Given request
Can you copy out every row below word for word, leaving the picture out of your answer?

[START OF Data records]

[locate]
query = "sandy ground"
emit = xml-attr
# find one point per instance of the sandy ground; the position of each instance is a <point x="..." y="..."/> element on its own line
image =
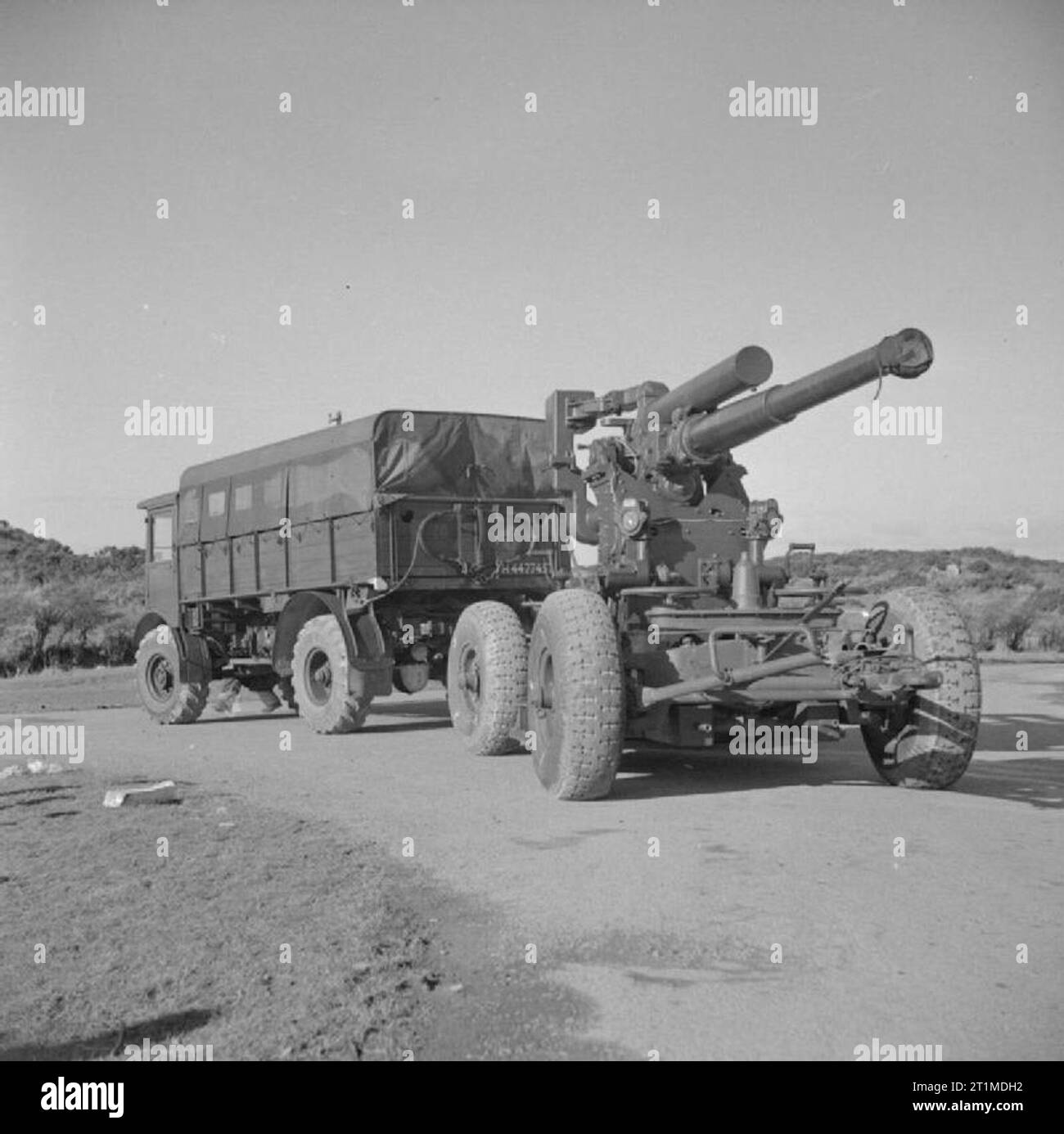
<point x="778" y="921"/>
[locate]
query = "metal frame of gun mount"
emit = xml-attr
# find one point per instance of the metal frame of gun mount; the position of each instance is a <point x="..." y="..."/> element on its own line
<point x="696" y="631"/>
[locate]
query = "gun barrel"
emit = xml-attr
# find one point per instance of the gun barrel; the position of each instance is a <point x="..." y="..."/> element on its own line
<point x="743" y="371"/>
<point x="907" y="354"/>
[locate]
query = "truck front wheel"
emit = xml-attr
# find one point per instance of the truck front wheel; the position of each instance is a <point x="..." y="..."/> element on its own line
<point x="167" y="699"/>
<point x="319" y="678"/>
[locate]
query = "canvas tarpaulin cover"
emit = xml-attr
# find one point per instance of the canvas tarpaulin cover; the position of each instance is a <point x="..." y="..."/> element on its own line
<point x="363" y="464"/>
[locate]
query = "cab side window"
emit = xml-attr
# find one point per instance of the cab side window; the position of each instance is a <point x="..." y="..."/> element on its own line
<point x="162" y="537"/>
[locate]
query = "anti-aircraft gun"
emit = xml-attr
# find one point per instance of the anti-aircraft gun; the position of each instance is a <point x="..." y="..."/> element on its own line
<point x="682" y="634"/>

[END OF Data records]

Response for this exercise
[locate]
query = "sandy ground"
emit = xml-attr
# find one point per instance of the sandy ground; the position of each instance is a <point x="..." y="..."/> element on its own line
image =
<point x="778" y="921"/>
[locate]
query = "metal frame of gun mount"
emit = xml-attr
# find one point per instance of the metal frame of gun mount; the position of each instance is a <point x="..." y="..."/> element on its own line
<point x="696" y="631"/>
[locate]
query = "gun barrel"
emit = xml-attr
# find one point per instance of the gun barrel; the position of each instance is a <point x="..." y="..."/> element on its own line
<point x="743" y="371"/>
<point x="907" y="354"/>
[locate]
query = "truck front wheel"
emit = xml-attr
# find one point per instance of the truck front wheel; the position of each instance is a <point x="..." y="..."/> element on its own line
<point x="167" y="699"/>
<point x="319" y="678"/>
[locate]
query = "canvas tarpaulin cover"
emit = xml-attr
# find one point per instance of the canvas tarpaulin cover; the position of each instance is a <point x="..." y="..."/> element on its own line
<point x="363" y="464"/>
[locate]
query = "cab side window"
emit = xml-attr
# find one point per instance of the cab side window; the position of each instance is a <point x="..." y="..."/> element on its own line
<point x="162" y="537"/>
[locate]
query = "anti-aircraft gun"
emit = xml-attr
# find one point per instance of the anti-aircraft gun; the position of each instance is a <point x="..." y="..."/> element on its own line
<point x="682" y="634"/>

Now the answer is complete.